§ **SUPPLIED TEXT**:
BW: How do you measure flow and those who peak?
MC: One of the measures I started 40 years ago, more or less, is one that’s used everywhere in the world if they can do it. You have a wind-up alarm or an app on your phone to check random moments at the time of day — you fill out a form — write out what are you doing, what time — and rank your feelings on a scale from happy to sad; where are you from happy to sad? And other emotions — proud, ashamed — where are you? Where are you on concentration: from one being completely wiped out, to nine being fully concentrated.
That has been used very widely and there are things to learn about the culture. In some cultures it is very difficult to use it — because you fill out how happy you are when doing certain things — that they have an already prejudiced view of what moods would be. You could be happy and very concentrated, or very unfocused — you can be very happy and very strong, or very weak. Be very alert or very drowsy — but in certain cultures, people learn that happy means to be alert, concentrated, etc., etc. — but that’s not always true. If the culture’s not telling them how to feel, you can learn about people and their lives quite precisely.
You do this for about a week — get between 50 and 70 responses, feed that into the computer, and pretty soon you can begin to see patterns. You understand how this person differs from other people — but mostly people are very similar — in how they feel within the culture anyway, but there are of course interesting individual differences in cultures where people get to be who they are. Usually after a week we look at the booklets of the results of the person and anything out of the ordinary, we can interview the subject again.
One mother was very close to her baby that was just born, but one morning on the fourth day she was very upset — so we asked her why she was so sad, so irritable in the middle of the week, and so forth. Her husband went to work, the mail came an hour later, and she was very worried because an envelope was delivered in the mail — he doesn’t get envelopes in the mail, but they had been firing people at work with an envelope. She was worried that it meant her husband lost his job — it wasn’t the baby that made her worry. So you get these times when the person is answering in an atypical way but there is usually a reason for it — something that happened.
BW: If we develop our capacity to be in flow, would we be more able to solve society’s problems?
MC: I believe that more flow would indirectly benefit society in the following ways: if individuals experienced more flow at work, they would be more likely to be productive; if children experienced more flow in school, the level of knowledge would increase. Flow is contagious: the more individuals are in flow, the more likely it is that the overall level of flow would increase. But all of this will only happen if the flow is experienced in useful, prosocial activities, not just sports or entertainment.
BW: What advice would you have for young people seeking a career in psychology?
MC: Make sure you are curious about what makes people tick, and that you feel good when you can understand others and help them. Be prepared to do a lot of hard intellectual work without an assurance that it will get you a well-paying job. Otherwise, you won’t get much joy from your job, and you are not likely to do it well.

§ **DATA EXCERPTS**:

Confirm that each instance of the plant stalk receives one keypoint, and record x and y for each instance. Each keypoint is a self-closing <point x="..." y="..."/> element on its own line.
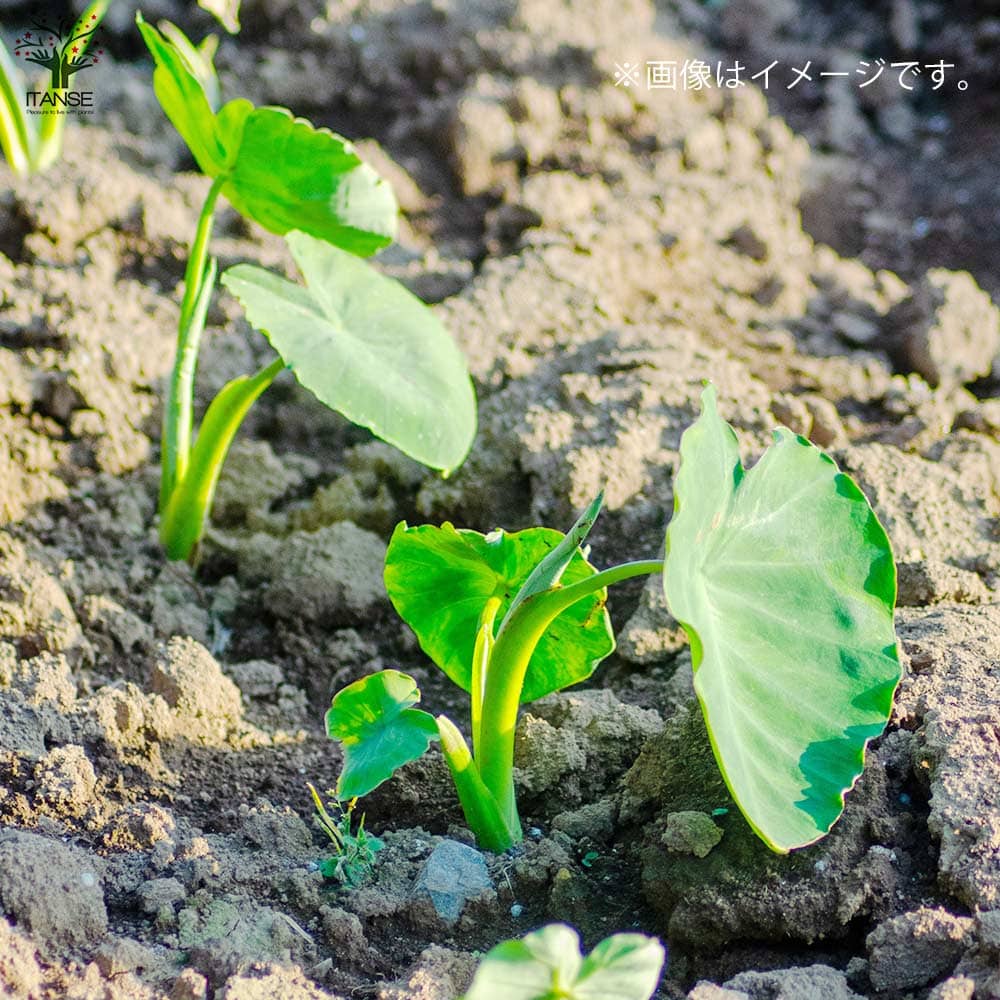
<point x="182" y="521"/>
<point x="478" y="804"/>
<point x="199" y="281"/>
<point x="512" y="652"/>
--
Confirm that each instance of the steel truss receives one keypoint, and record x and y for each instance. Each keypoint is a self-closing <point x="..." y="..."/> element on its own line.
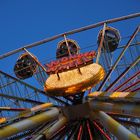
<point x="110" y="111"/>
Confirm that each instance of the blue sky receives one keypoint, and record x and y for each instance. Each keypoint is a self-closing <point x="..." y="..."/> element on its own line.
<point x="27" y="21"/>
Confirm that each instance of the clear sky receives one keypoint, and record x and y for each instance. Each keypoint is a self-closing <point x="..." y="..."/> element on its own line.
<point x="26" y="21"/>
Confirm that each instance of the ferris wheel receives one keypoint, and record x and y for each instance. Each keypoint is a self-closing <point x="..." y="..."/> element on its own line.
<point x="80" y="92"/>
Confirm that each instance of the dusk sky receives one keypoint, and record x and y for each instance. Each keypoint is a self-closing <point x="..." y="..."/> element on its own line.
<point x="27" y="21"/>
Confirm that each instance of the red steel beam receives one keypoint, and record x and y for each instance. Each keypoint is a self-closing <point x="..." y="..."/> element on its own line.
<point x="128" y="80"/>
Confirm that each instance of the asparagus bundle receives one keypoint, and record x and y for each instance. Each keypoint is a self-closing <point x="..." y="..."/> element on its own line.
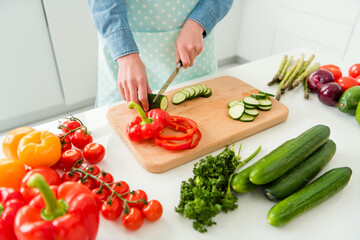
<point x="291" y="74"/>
* * *
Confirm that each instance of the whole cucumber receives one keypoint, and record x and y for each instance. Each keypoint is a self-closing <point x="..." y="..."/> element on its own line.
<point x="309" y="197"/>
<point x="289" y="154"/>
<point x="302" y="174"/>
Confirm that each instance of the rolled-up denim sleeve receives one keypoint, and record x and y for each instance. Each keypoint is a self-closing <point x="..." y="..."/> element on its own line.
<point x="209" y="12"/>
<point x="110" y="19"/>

§ **EXERCISE OBJECTIVE**: Reproduce the passage of the flow interview between "MC: Make sure" and "do it well.", inclusive.

§ **ANSWER FOR THE TASK**:
MC: Make sure you are curious about what makes people tick, and that you feel good when you can understand others and help them. Be prepared to do a lot of hard intellectual work without an assurance that it will get you a well-paying job. Otherwise, you won’t get much joy from your job, and you are not likely to do it well.